▸ Directions: Retype each line of the material exactly, please, skipping any picture in it.

▸ Dataset rows:
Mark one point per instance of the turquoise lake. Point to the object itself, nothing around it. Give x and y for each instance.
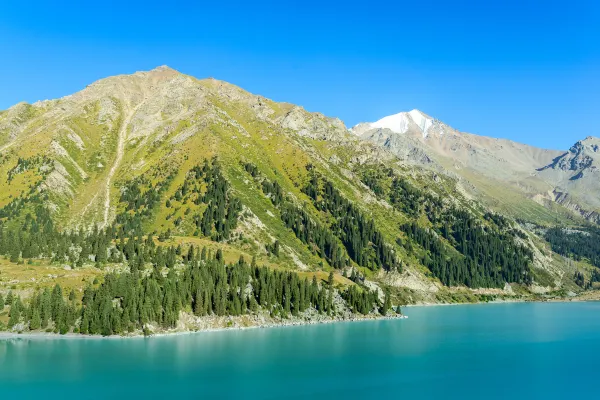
(529, 351)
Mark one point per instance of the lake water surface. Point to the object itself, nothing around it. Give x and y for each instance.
(529, 351)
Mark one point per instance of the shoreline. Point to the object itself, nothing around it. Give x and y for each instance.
(4, 335)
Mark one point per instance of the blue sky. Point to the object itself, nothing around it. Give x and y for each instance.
(523, 70)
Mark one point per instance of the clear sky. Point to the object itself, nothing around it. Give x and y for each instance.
(524, 70)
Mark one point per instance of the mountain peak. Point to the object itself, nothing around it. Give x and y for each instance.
(402, 122)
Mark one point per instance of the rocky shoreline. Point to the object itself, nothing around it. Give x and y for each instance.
(189, 324)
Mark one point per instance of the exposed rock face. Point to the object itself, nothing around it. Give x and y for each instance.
(488, 164)
(576, 178)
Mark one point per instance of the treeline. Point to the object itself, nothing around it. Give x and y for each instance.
(476, 252)
(27, 229)
(206, 185)
(318, 236)
(139, 199)
(478, 266)
(363, 241)
(203, 284)
(578, 245)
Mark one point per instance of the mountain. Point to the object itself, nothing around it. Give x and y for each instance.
(532, 184)
(152, 182)
(576, 178)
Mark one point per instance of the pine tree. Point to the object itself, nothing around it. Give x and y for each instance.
(9, 299)
(36, 320)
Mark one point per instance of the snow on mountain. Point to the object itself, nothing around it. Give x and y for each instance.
(399, 123)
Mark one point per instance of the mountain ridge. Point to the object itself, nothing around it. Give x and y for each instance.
(163, 155)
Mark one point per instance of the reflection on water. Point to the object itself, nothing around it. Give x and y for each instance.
(476, 351)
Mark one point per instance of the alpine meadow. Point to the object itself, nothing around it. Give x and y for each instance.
(157, 203)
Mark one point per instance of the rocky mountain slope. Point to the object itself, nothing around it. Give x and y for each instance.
(532, 184)
(166, 157)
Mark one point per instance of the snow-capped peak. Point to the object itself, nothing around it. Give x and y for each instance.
(422, 121)
(400, 123)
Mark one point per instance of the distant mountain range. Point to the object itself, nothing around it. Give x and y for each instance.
(489, 166)
(406, 205)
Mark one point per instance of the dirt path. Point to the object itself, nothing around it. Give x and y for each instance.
(121, 140)
(120, 150)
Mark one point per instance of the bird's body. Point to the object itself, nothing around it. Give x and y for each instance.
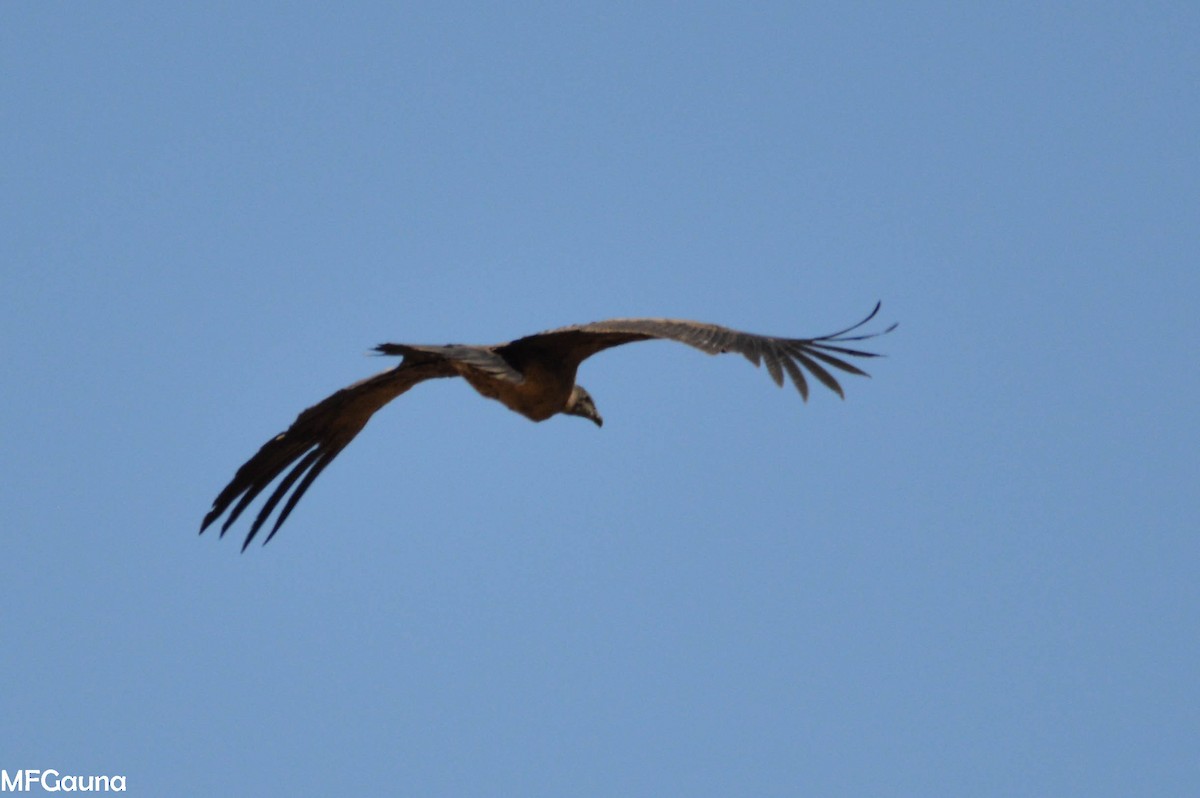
(533, 376)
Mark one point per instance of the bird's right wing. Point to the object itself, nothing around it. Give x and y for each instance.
(312, 442)
(792, 357)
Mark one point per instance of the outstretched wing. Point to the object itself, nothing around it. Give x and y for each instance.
(311, 443)
(790, 355)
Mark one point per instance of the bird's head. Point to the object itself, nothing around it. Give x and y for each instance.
(580, 403)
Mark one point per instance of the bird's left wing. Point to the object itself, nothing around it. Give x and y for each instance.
(311, 443)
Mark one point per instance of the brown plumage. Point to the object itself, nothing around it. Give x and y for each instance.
(533, 376)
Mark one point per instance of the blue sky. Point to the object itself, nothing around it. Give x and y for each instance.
(975, 576)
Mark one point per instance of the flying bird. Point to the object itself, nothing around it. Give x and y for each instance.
(533, 376)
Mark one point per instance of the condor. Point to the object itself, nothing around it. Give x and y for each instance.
(533, 376)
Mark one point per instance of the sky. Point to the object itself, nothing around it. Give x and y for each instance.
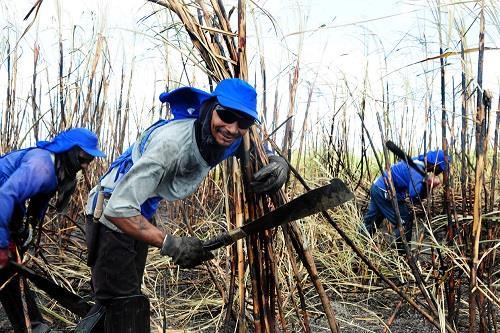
(338, 43)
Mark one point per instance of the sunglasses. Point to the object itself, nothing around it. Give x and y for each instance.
(230, 116)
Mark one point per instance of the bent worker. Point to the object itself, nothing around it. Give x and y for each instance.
(408, 182)
(168, 161)
(34, 175)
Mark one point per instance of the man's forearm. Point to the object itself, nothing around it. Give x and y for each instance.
(139, 228)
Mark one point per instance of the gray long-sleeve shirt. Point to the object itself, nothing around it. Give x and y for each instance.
(170, 167)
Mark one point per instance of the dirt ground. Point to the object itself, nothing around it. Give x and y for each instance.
(354, 316)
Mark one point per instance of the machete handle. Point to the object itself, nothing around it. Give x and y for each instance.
(403, 156)
(223, 239)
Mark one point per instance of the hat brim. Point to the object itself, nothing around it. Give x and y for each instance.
(233, 104)
(93, 152)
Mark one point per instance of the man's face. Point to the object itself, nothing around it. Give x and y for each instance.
(228, 125)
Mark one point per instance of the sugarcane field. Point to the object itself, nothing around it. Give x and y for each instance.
(313, 166)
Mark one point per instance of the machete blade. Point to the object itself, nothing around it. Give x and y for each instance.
(312, 202)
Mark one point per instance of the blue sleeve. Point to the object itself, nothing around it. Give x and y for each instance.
(416, 185)
(34, 176)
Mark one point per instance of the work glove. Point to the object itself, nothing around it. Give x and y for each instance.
(271, 177)
(187, 252)
(4, 257)
(23, 236)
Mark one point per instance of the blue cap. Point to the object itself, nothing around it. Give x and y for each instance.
(231, 93)
(436, 158)
(66, 140)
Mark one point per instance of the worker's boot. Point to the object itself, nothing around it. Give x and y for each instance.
(127, 315)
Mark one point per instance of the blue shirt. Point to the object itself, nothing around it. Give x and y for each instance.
(24, 174)
(407, 181)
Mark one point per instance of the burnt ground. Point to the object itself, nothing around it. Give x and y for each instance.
(354, 316)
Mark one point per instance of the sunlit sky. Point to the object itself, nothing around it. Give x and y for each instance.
(336, 41)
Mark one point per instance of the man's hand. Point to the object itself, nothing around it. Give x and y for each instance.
(433, 182)
(271, 177)
(4, 257)
(186, 252)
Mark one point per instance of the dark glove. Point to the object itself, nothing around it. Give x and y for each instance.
(4, 257)
(271, 177)
(25, 236)
(186, 252)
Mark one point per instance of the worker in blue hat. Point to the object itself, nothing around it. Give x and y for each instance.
(168, 161)
(30, 178)
(408, 182)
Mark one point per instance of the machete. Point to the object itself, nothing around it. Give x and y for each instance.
(66, 298)
(312, 202)
(404, 157)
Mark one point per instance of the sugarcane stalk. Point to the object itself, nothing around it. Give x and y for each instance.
(365, 259)
(474, 300)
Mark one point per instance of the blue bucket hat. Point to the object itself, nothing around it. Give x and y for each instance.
(436, 158)
(231, 93)
(66, 140)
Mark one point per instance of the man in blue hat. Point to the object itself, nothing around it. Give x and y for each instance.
(408, 182)
(31, 177)
(168, 161)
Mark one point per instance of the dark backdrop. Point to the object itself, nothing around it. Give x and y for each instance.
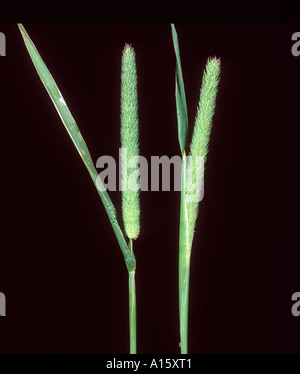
(60, 265)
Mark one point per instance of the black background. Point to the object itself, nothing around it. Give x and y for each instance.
(60, 265)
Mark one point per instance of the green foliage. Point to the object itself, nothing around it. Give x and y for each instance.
(78, 141)
(182, 116)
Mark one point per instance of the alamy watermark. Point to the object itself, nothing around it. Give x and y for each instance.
(137, 170)
(2, 305)
(2, 44)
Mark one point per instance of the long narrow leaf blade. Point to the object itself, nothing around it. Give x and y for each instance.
(78, 141)
(182, 116)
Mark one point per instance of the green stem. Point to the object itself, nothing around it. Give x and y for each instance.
(132, 308)
(184, 264)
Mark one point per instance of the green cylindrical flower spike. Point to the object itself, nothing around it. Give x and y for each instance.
(200, 139)
(129, 144)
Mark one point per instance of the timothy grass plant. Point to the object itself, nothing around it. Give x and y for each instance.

▸ Task solution:
Mark one point per instance of the turquoise lake. Point to the object itself, nothing around it. Give x and y for each instance.
(529, 351)
Mark one point per instance of the lake water surface. Point to the object itself, nothing around it. Give x and y for each instance.
(529, 351)
Mark one point per instance of the shoreline. Point to the object itself, nothing around it. Give x and y for each instance.
(4, 335)
Mark one point per instance of the blue sky. Point to the object itself, nothing around it. Give x and y for each instance.
(523, 70)
Mark one point per instance of the clear sky. Point to the object itself, nothing around it. Give x and y for each instance.
(524, 70)
Mark one point per instance of the mountain peak. Point to the object itself, nothing around it. Give x and y for each instance.
(402, 122)
Mark one point per instance of the rocky shoreline. Point to the object itself, nothing around it. Give x and y for each instance.
(189, 324)
Mark one point per instance of the exposed rock face. Point to the object itself, nothing around it. Give x and y for each instance.
(488, 164)
(576, 178)
Mark one point per instance of the treeline. Point to the object itself, nothing around it. Give x and y for each instance.
(476, 252)
(27, 229)
(206, 185)
(318, 236)
(139, 199)
(478, 266)
(363, 241)
(203, 284)
(578, 245)
Mark one point per instance of the mountain. Point to the object itself, nothing around it. Give x and y for each instance.
(532, 184)
(152, 182)
(576, 178)
Mark one point per instance of the pine tree. Point to the object itself, nothing around it. Give x and y for each instance.
(9, 299)
(36, 320)
Mark one point per instance of the snow on mountain. Point to the object itself, nothing around it. Give x and y for each instance.
(399, 123)
Mark one point per instance of the mountain ridge. Point to the object itself, nothing around it. Give x and y for each instance.
(163, 155)
Mark one point per instance of the reflection on water. Point to the object itself, nothing around it. Give x and y for each instance.
(476, 351)
Mark one point per instance of the alpine meadow. Point to the object itself, nothing around it. Give x and y for each instance.
(157, 203)
Mark one point per instance of the rocky mountain slope. Point to the object itself, nothing around it. Give x and y for each instance.
(532, 184)
(166, 157)
Mark one point per instance of the snow-capped peak. Point to the object itself, nothing around it. Give x and y for each instance.
(422, 121)
(400, 123)
Mark one point per instance of the distant mountain range. Point to the object itself, nothing around it. Give x and y for each instance.
(489, 166)
(406, 205)
Mark one point per instance of the dirt path. Point to the object itself, nothing around it. Give x and y for each instance.
(121, 140)
(120, 150)
Mark one point per instance of the bird's body. Point to the object itself, nothing around it. Give x and y for each instance.
(533, 376)
Mark one point per instance of the bird's right wing. Point to the object itself, nothing around it. Give x and y for each instance.
(312, 442)
(792, 357)
Mark one point per instance of the outstretched wing. Point to the object itself, nothing around it. Give x and y for each instance.
(311, 443)
(790, 355)
Mark one point per instance of the bird's head. Point to the object itself, nothing around it. Give x and y for each instance.
(580, 403)
Mark one point per instance of the bird's left wing. Point to the object itself, nothing around it. Give x and y for each instance.
(311, 443)
Mark one point per instance of the brown plumage. Point to the object itself, nothing around it. Give x and y for each instance.
(533, 376)
Mark one point per instance of the blue sky. Point to the object itself, nothing around it. Give x and y for each instance.
(975, 576)
Mark one point per instance of the flying bird. Point to the object itself, nothing around it. Give x and y for each instance.
(533, 376)
Mark one point per instance of the condor. Point to the object itself, nothing around it. Give x and y for each instance.
(533, 376)
Mark one point per instance of the sky. Point to the object itself, nothing around it. Give x and y for each instance.
(338, 43)
Mark one point per instance of the sunglasses. Point to the object itself, nothing around it. Give x and y for each instance.
(230, 116)
Mark one point per instance of the bent worker. Point to the object itself, nothing around it. Give x and y for each instance.
(408, 182)
(168, 161)
(34, 175)
Mark one point per instance of the man's forearm. Point to the object itself, nothing around it. Give x and y for each instance.
(139, 228)
Mark one point per instance of the gray long-sleeve shirt. Point to the object itself, nothing around it. Give x and y for each instance.
(170, 167)
Mark one point per instance of the dirt ground. Point to the object itself, nothing around it. Give x and y for each instance.
(354, 316)
Mark one point per instance of the machete handle. Point to the object itself, nothing around it. Give x and y for each instance.
(403, 156)
(223, 239)
Mark one point per instance of the hat brim. Point to the object itself, nothing around it. Give x and y for each instance.
(233, 104)
(93, 152)
Mark one point per instance of the man's face. Point to the object itself, nothing around it. Give x and y for each instance.
(228, 125)
Mark one point per instance of the sugarcane field. Point to the object itself, nothing around it. Give x and y for each instance.
(313, 166)
Mark one point per instance of the machete blade. Point to the object itself, nothing around it. Give x and y for each instance.
(312, 202)
Mark one point per instance of the blue sleeve. Point to the object itself, nothing around it. Give x and y for each instance.
(416, 185)
(34, 176)
Mark one point per instance of the work glove. Point to the object itself, nothing around it. Give x and y for each instance.
(271, 177)
(187, 252)
(4, 257)
(23, 236)
Mark one point per instance of the blue cap. Point to the object itself, nothing around it. Give x and y for each instance.
(231, 93)
(436, 158)
(66, 140)
Mark one point per instance of the worker's boot. Point to the object itself, nothing around it. Give x and y for each instance.
(127, 315)
Mark one point per instance of the blue shirt. Point to the object itself, nothing around it. Give x and y for each instance.
(24, 174)
(407, 181)
Mark one point per instance of the burnt ground. Point to the object itself, nothing around it. Give x and y for each instance.
(354, 316)
Mark one point per instance of the sunlit sky. Point to the object itself, nothing around it. Give x and y for each instance.
(336, 41)
Mark one point per instance of the man's hand. Point to the object itself, nothing around it. Give x and y for each instance.
(433, 182)
(271, 177)
(4, 257)
(186, 252)
Mark one point per instance of the dark glove. Point to the object itself, nothing around it. Give x and y for each instance.
(4, 257)
(271, 177)
(25, 236)
(186, 252)
Mark one point per instance of the worker in blue hat. Point to the object itself, nothing around it. Give x and y for each instance.
(168, 161)
(30, 178)
(408, 182)
Mark one point per instance of the machete. Point to the object itself, nothing around it. Give x and y for each instance.
(66, 298)
(312, 202)
(404, 157)
Mark one point per instance of the sugarcane stalk. Point to the object itself, nothing around it. Give x and y for each instance.
(365, 259)
(474, 300)
Mark one point per instance of the blue bucket hat. Point to the object itself, nothing around it. Give x and y for each instance.
(436, 158)
(231, 93)
(66, 140)
Mark one point per instance of the man in blue hat. Point to the object itself, nothing around it. Give x and y for each instance.
(408, 182)
(31, 177)
(168, 161)
Mark one point per instance of the dark backdrop. Point to the object itself, nothing around it. Give x and y for each instance.
(60, 265)
Mark one point per instance of the black background. Point to the object itself, nothing around it. Give x and y for each instance.
(60, 265)
Mark one point per instance of the green foliage. Point to the object itself, nothing around it. Give x and y for each instance.
(78, 141)
(182, 116)
Mark one point per instance of the alamy watermark. Point to the object itself, nothing around it. Give x and y for each instance.
(137, 170)
(2, 305)
(2, 44)
Mark one point per instance of the long narrow leaf blade. Point to the object itself, nothing around it. Give x and y for each instance.
(78, 141)
(182, 116)
Mark one point per instance of the green stem. Point to the object itself, nothing around it. Give x and y for each instance.
(132, 308)
(184, 264)
Mark one point per instance of the green cylindrical flower spike. Point to the object itself, nothing around it. Give x and y for each instance.
(200, 139)
(129, 144)
Mark one point per instance of the timothy grass plant. Point to the object itself, nothing around it. Give x and y for each instance.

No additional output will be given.